Required work
Please count how many lines in the listing below contain the word "building", and reply with that number alone.

Entries provided
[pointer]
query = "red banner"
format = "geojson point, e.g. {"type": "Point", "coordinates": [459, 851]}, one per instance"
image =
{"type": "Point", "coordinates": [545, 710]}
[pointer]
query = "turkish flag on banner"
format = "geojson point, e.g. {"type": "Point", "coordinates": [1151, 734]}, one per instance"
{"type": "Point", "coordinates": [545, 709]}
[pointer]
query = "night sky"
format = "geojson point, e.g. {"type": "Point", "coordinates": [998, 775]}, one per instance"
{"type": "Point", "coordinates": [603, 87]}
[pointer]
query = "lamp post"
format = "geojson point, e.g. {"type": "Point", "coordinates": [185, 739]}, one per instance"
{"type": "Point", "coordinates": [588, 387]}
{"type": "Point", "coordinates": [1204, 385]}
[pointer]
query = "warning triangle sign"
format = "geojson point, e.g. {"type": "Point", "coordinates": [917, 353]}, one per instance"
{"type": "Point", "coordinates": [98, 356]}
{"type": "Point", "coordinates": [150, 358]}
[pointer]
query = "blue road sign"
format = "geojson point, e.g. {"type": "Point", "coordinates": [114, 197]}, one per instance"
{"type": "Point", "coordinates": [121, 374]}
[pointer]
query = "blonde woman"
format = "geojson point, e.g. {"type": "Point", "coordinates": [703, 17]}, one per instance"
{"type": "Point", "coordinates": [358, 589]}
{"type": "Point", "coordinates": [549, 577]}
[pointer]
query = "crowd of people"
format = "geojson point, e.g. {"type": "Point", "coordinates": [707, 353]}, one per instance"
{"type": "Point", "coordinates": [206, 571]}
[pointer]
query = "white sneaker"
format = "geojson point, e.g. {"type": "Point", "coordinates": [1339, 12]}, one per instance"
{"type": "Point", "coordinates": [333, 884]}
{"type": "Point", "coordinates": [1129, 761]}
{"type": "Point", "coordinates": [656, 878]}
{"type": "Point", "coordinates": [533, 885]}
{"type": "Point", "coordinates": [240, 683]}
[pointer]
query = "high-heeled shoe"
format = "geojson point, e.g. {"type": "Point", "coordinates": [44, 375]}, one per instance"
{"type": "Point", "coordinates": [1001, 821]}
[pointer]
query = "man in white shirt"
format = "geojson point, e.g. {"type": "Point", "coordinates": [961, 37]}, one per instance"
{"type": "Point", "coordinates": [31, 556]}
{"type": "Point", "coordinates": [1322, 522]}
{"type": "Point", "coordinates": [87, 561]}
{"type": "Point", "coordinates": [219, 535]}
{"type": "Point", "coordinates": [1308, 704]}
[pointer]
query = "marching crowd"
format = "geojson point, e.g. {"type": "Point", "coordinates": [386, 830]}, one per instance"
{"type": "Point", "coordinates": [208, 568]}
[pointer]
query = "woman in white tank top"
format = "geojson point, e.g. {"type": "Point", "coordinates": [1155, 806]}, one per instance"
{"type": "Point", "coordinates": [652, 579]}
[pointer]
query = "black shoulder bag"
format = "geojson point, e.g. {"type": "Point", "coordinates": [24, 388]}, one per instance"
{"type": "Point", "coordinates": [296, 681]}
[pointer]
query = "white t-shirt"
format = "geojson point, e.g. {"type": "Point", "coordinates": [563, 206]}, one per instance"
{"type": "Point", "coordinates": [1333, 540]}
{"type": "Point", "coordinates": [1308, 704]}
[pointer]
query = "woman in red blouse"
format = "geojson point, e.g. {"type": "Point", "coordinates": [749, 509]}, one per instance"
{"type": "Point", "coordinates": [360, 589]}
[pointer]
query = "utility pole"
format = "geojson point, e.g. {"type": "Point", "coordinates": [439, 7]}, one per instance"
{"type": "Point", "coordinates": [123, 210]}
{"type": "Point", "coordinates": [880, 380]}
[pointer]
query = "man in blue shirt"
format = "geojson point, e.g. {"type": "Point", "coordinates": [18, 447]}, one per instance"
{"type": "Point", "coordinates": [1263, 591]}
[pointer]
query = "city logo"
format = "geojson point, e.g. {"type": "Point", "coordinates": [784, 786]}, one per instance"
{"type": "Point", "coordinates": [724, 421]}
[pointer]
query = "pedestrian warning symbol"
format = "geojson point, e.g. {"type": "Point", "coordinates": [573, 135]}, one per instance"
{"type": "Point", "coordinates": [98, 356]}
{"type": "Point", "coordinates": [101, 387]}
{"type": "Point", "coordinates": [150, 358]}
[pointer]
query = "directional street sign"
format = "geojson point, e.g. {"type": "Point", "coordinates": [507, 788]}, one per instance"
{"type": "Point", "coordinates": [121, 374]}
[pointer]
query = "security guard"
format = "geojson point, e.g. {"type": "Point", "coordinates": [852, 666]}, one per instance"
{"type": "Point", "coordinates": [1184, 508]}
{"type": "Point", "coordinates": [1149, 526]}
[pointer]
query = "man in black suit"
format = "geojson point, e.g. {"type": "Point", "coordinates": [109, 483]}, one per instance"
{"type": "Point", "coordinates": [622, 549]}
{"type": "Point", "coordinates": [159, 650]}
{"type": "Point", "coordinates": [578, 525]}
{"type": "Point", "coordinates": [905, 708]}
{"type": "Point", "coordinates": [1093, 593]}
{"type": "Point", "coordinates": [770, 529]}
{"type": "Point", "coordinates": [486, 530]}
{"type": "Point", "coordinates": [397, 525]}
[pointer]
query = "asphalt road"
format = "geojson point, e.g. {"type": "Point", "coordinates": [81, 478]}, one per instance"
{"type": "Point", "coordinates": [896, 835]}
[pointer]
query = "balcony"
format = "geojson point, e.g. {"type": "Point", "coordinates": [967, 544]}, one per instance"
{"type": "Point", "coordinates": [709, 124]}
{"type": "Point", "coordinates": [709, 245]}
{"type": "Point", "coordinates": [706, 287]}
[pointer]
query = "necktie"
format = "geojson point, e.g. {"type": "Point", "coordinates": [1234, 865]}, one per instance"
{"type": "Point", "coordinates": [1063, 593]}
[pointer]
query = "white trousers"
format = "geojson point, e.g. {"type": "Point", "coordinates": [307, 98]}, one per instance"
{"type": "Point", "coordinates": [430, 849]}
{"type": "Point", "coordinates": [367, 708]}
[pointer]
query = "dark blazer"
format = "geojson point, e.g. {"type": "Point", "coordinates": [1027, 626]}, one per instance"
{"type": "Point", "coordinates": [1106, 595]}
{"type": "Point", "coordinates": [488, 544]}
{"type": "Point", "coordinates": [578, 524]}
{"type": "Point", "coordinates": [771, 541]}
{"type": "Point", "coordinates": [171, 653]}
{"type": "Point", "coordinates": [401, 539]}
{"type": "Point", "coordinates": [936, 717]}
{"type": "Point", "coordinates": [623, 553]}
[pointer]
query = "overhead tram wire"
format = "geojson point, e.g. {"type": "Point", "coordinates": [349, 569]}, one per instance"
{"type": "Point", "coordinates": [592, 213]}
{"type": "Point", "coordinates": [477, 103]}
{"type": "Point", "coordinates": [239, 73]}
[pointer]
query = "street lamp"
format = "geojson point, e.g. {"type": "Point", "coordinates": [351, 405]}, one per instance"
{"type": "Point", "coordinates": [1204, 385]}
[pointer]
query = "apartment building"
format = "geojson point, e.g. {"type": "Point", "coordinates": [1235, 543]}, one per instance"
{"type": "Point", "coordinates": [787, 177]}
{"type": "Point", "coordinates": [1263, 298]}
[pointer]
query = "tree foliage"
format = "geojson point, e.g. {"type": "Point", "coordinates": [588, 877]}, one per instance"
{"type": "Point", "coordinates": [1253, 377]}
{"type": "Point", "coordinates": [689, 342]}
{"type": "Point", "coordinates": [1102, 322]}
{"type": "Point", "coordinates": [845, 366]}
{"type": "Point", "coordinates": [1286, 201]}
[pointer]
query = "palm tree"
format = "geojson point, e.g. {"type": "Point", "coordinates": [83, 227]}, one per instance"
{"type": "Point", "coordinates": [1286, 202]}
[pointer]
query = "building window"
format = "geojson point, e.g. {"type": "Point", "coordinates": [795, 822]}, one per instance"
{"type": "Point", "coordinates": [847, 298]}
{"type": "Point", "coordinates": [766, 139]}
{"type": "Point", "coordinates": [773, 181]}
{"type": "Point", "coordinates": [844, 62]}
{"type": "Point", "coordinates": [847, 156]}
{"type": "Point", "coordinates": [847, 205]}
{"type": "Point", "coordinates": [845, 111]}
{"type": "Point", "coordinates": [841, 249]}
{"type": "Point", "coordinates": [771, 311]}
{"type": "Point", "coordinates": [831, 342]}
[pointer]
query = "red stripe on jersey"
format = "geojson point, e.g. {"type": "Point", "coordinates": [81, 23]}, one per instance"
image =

The completed task
2